To do
Continue the vcpkg release notes from the point at which they end.

Extract to read
=======
Warn on classic mode build failure if version constraints weren’t met
Tracking has been added for version constraints in vcpkg classic mode. Classic mode is when you specify ports to install in the command line via vcpkg install <PORT>, rather than installing via a manifest. The version constraints are displayed to the user in case of a build failure. While it is by design that classic mode does not force users to rebuild dependencies that are out-of-date, knowing the version constraints is a big help for debugging. This display appears for install commands only.
Improved console output for port operations
Cleaned up console output when vcpkg is installing, modifying, or removing ports. New behavior also publishes additional test results to improve diagnostics. We’ve gotten a lot of user feedback that vcpkg is more verbose than people feel is productive – this is just one step toward a more concise vcpkg!
Secrets are stripped from curl errors before printing them
For security reasons, secrets listed in curl errors (e.g. x-azblob SAS) are no longer displayed when the errors are printed in vcpkg output in the console window.
Total Ports Available for Tested Triplets
triplet | ports available |
x86-windows | 1,744 |
x64-windows | 1,793 |
x64-windows-static | 1,689 |
x64-windows-static-md | 1,705 |
x64-uwp | 925 |
arm64-windows | 1,327 |
arm-uwp | 874 |
x64-osx | 1,649 |
x64-linux | 1,724 |
While vcpkg supports a much larger variety of target platforms x architectures, the list above is routinely tested to ensure updated ports don’t break other ports in the catalog.
Thank you to our contributors
vcpkg couldn’t be where it is today without contributions from our open-source community. Thank you for your continued support! The following people contributed to the vcpkg and vcpkg-tool repos between March 31 – May 10, 2022:
- Thomas1664 (36 commits)
- chausner (33 commits)
- autoantwort (23 commits)
- dg0yt (18 commits)
- Neumann-A (11 commits)
- RT222 (7 commits)
- daschuer (4 commits)
- Pospelove (4 commits)
- coryan (3 commits)
- ZeeWanderer (2 commits)
- mathisloge (2 commits)
- cenit (2 commits)
- AenBleidd (2 commits)
=======
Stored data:

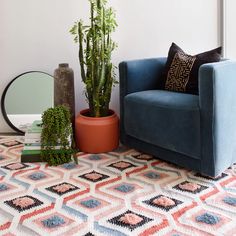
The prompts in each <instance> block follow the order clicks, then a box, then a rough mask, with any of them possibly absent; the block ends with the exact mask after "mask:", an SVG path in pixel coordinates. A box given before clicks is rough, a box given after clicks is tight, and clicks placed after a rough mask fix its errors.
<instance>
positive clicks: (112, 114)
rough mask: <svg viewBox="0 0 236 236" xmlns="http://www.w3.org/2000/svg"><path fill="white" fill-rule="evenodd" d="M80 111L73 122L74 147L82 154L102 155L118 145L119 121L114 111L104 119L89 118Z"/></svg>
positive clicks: (87, 109) (84, 112) (83, 111)
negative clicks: (79, 151)
mask: <svg viewBox="0 0 236 236" xmlns="http://www.w3.org/2000/svg"><path fill="white" fill-rule="evenodd" d="M88 113H89V110H88V109H87V110H82V111H81V112H80V113H79V114H78V116H77V117H76V120H75V132H76V145H77V147H78V148H79V150H80V151H82V152H87V153H103V152H110V151H112V150H114V149H116V148H117V147H118V145H119V119H118V116H117V115H116V114H115V112H114V111H112V110H110V113H111V114H110V115H109V116H106V117H89V116H87V114H88Z"/></svg>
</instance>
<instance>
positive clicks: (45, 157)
mask: <svg viewBox="0 0 236 236" xmlns="http://www.w3.org/2000/svg"><path fill="white" fill-rule="evenodd" d="M72 139H73V137H72V126H71V114H70V112H69V109H68V108H67V107H65V106H63V105H59V106H56V107H54V108H49V109H47V110H46V111H45V112H44V113H43V115H42V134H41V149H42V150H41V157H42V159H43V161H46V162H48V164H49V165H60V164H63V163H67V162H70V161H71V160H72V155H73V154H74V153H75V151H74V149H72V147H71V144H72Z"/></svg>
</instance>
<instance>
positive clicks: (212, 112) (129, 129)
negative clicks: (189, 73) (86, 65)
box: [119, 58, 236, 177]
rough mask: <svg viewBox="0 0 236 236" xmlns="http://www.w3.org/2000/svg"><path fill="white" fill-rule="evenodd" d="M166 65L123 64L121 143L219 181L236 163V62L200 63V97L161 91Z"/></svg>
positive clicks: (120, 111) (136, 62)
mask: <svg viewBox="0 0 236 236" xmlns="http://www.w3.org/2000/svg"><path fill="white" fill-rule="evenodd" d="M165 63H166V58H153V59H142V60H134V61H124V62H122V63H120V65H119V72H120V122H121V124H120V138H121V142H122V143H123V144H124V145H127V146H129V147H132V148H136V149H137V150H140V151H143V152H146V153H149V154H152V155H154V156H155V157H157V158H160V159H163V160H166V161H169V162H172V163H175V164H177V165H179V166H183V167H186V168H189V169H192V170H195V171H197V172H199V173H201V174H203V175H207V176H211V177H215V176H217V175H219V174H221V173H222V172H223V171H224V170H225V169H227V168H228V167H230V166H231V165H232V164H233V163H235V162H236V62H233V61H231V60H227V61H221V62H217V63H209V64H204V65H202V66H201V67H200V69H199V95H192V94H184V93H176V92H170V91H165V90H158V89H157V88H158V83H159V81H160V76H161V73H162V71H163V68H164V65H165Z"/></svg>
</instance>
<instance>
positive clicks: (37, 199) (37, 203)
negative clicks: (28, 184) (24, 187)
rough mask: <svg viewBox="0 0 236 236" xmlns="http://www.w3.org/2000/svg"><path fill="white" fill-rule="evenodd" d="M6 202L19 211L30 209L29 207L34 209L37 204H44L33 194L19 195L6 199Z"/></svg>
mask: <svg viewBox="0 0 236 236" xmlns="http://www.w3.org/2000/svg"><path fill="white" fill-rule="evenodd" d="M4 203H5V204H7V205H8V206H10V207H12V208H14V209H15V210H17V211H18V212H22V211H25V210H29V209H32V208H34V207H36V206H40V205H42V204H43V202H41V201H40V200H38V199H37V198H34V197H32V196H28V195H25V196H22V197H17V198H14V199H12V200H8V201H5V202H4Z"/></svg>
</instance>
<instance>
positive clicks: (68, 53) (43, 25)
mask: <svg viewBox="0 0 236 236" xmlns="http://www.w3.org/2000/svg"><path fill="white" fill-rule="evenodd" d="M109 2H110V4H112V6H114V8H115V9H116V12H117V20H118V24H119V28H118V29H117V31H116V33H115V34H114V39H115V40H116V41H117V43H118V45H119V47H118V49H117V50H116V52H115V53H114V56H113V58H114V62H115V63H116V64H118V63H119V62H120V61H122V60H129V59H134V58H135V59H136V58H145V57H158V56H164V55H166V54H167V52H168V48H169V46H170V44H171V42H172V41H174V42H176V43H177V44H179V45H180V46H181V47H183V48H184V49H185V51H186V52H189V53H198V52H202V51H204V50H208V49H211V48H214V47H216V46H218V45H219V44H220V37H219V17H218V12H219V9H218V8H219V0H217V1H216V0H207V1H206V0H110V1H109ZM87 16H88V1H87V0H69V1H66V0H20V1H19V0H1V1H0V52H1V54H0V65H1V67H0V94H2V91H3V89H4V87H5V86H6V85H7V83H8V82H9V81H10V80H11V79H13V78H14V77H15V76H16V75H18V74H20V73H22V72H25V71H30V70H41V71H45V72H48V73H51V74H52V73H53V70H54V69H55V68H56V67H57V65H58V63H60V62H69V64H70V66H71V67H72V68H73V69H74V71H75V80H76V82H75V86H76V109H77V111H78V110H80V109H81V108H84V107H85V106H86V103H85V102H84V96H83V95H82V91H83V85H82V83H81V79H80V75H79V66H78V59H77V46H76V45H75V44H74V43H73V41H72V37H71V35H70V34H69V33H68V30H69V28H70V27H71V25H72V24H73V22H74V21H75V20H77V19H79V18H85V17H87ZM118 100H119V99H118V86H117V88H116V89H115V90H114V93H113V97H112V103H111V107H112V108H113V109H115V110H116V111H118V110H119V102H118ZM9 130H10V129H9V128H8V127H7V125H6V124H5V122H4V120H3V118H2V116H1V115H0V132H6V131H9Z"/></svg>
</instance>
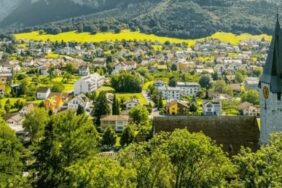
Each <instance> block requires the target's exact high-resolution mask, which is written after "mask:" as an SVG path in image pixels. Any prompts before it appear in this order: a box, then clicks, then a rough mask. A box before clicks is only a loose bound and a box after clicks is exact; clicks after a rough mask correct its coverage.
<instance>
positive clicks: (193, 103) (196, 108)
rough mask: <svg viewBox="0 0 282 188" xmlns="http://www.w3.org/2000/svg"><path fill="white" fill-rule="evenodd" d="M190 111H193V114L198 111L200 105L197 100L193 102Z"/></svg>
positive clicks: (189, 110)
mask: <svg viewBox="0 0 282 188" xmlns="http://www.w3.org/2000/svg"><path fill="white" fill-rule="evenodd" d="M189 111H190V112H192V113H193V114H194V113H196V112H197V111H198V106H197V103H196V102H192V104H191V105H190V107H189Z"/></svg>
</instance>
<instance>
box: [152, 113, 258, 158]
mask: <svg viewBox="0 0 282 188" xmlns="http://www.w3.org/2000/svg"><path fill="white" fill-rule="evenodd" d="M184 128H186V129H188V130H189V131H190V132H192V133H193V132H203V133H204V134H205V135H206V136H208V137H210V138H211V139H213V140H214V141H215V142H216V143H217V144H218V145H222V146H223V150H224V151H226V152H229V153H230V154H231V155H234V154H237V153H238V152H239V150H240V148H241V146H244V147H249V148H251V149H252V150H253V151H255V150H256V149H258V146H259V136H260V130H259V126H258V123H257V119H256V117H249V116H221V117H217V116H216V117H206V116H205V117H204V116H197V117H196V116H195V117H193V116H173V117H172V116H159V117H154V119H153V132H154V134H156V133H159V132H162V131H164V132H172V131H174V130H175V129H184Z"/></svg>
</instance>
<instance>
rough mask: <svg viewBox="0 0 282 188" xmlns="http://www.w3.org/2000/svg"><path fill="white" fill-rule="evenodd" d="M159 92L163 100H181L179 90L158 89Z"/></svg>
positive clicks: (180, 90)
mask: <svg viewBox="0 0 282 188" xmlns="http://www.w3.org/2000/svg"><path fill="white" fill-rule="evenodd" d="M159 92H160V94H161V96H162V98H163V99H166V100H172V99H178V100H179V99H180V98H181V89H180V88H178V87H160V88H159Z"/></svg>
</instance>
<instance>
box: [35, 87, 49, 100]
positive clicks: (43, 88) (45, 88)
mask: <svg viewBox="0 0 282 188" xmlns="http://www.w3.org/2000/svg"><path fill="white" fill-rule="evenodd" d="M50 93H51V90H50V89H49V88H47V87H40V88H38V89H37V92H36V97H37V99H40V100H43V99H47V98H48V96H49V95H50Z"/></svg>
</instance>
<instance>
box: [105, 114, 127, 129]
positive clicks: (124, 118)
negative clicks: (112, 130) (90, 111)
mask: <svg viewBox="0 0 282 188" xmlns="http://www.w3.org/2000/svg"><path fill="white" fill-rule="evenodd" d="M100 121H101V128H102V129H105V128H106V127H108V126H111V127H113V129H114V130H115V131H116V132H122V131H123V130H124V128H125V127H126V126H127V125H128V124H129V122H130V121H131V119H130V117H129V116H128V115H108V116H104V117H102V118H101V119H100Z"/></svg>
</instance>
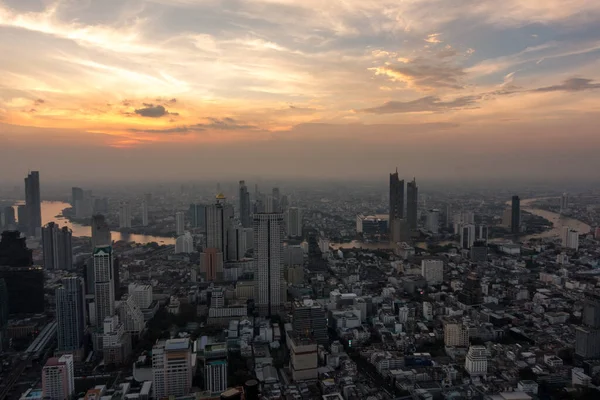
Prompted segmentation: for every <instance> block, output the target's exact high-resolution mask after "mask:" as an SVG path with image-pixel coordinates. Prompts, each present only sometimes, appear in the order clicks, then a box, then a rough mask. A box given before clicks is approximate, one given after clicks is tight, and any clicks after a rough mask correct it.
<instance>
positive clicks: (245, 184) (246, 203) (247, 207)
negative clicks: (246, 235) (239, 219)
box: [239, 181, 252, 228]
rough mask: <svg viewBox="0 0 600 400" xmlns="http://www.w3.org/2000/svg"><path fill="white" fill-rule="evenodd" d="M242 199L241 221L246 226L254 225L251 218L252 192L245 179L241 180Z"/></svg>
mask: <svg viewBox="0 0 600 400" xmlns="http://www.w3.org/2000/svg"><path fill="white" fill-rule="evenodd" d="M239 197H240V199H239V201H240V222H241V224H242V226H243V227H244V228H251V227H252V220H251V219H250V192H248V187H247V186H246V182H245V181H240V191H239Z"/></svg>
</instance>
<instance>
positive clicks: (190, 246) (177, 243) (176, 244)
mask: <svg viewBox="0 0 600 400" xmlns="http://www.w3.org/2000/svg"><path fill="white" fill-rule="evenodd" d="M193 252H194V238H193V237H192V235H191V234H190V233H189V232H186V233H185V235H181V236H179V237H178V238H177V240H175V254H189V253H193Z"/></svg>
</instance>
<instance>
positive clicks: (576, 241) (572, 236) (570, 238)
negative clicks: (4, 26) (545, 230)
mask: <svg viewBox="0 0 600 400" xmlns="http://www.w3.org/2000/svg"><path fill="white" fill-rule="evenodd" d="M561 241H562V246H563V247H566V248H567V249H573V250H575V251H577V250H579V233H578V232H577V231H574V230H572V229H571V228H569V227H568V226H565V227H563V229H562V231H561Z"/></svg>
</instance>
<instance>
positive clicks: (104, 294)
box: [93, 246, 115, 324]
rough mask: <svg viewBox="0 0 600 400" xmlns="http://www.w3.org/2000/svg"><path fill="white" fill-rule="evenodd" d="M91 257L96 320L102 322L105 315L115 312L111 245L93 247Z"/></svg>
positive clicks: (112, 255) (100, 322) (113, 269)
mask: <svg viewBox="0 0 600 400" xmlns="http://www.w3.org/2000/svg"><path fill="white" fill-rule="evenodd" d="M93 259H94V282H95V284H94V292H95V296H96V321H97V322H98V324H102V323H103V321H104V319H105V318H106V317H110V316H112V315H114V314H115V282H114V265H113V263H114V260H113V252H112V247H111V246H104V247H96V248H95V249H94V256H93Z"/></svg>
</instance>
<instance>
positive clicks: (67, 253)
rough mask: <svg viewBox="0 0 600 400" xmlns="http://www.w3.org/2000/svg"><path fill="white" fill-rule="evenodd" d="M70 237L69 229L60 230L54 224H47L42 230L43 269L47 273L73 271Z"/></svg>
=======
Answer space
- day253 (2 commits)
- Ryan-rsm-McKenzie (1 commit)
- evpobr (1 commit)
- yurybura (1 commit)
- luncliff (1 commit)
- wrobelda (1 commit)
- wravery (1 commit)
- horenmar (1 commit)
- podsvirov (1 commit)
Learn More
You can find the full May release notes on GitHub for the main repo. Recent updates to the vcpkg tool can be viewed on the vcpkg-tool Releases page. If you’re new to vcpkg or curious about how a package manager can make your life easier as a C/C++ developer, check out the vcpkg website – vcpkg.io.
If you would like to contribute to vcpkg and its library catalog, or want to give us feedback on anything, check out our GitHub repo. Please report bugs or request updates to ports in our issue tracker, or join more general discussion in our discussion forum. For an overview of our top priorities and backlog, take a look at our roadmap page.
Have a question. How can this system be useful going forward if the people who support getting packages upgraded are unable to get them done. I tried for months to get Tesseract upgraded and the support has no understanding of the pipeline and why it rejects the upgrade.
If this can’t be addressed then why continue to support it if needed packages cannot be upgraded.
Appreciate a real answer on this.
Thanks
Hi Richard, thanks for raising this issue. I am following up with the team now to look into this, we will get back to you as soon as possible with a response.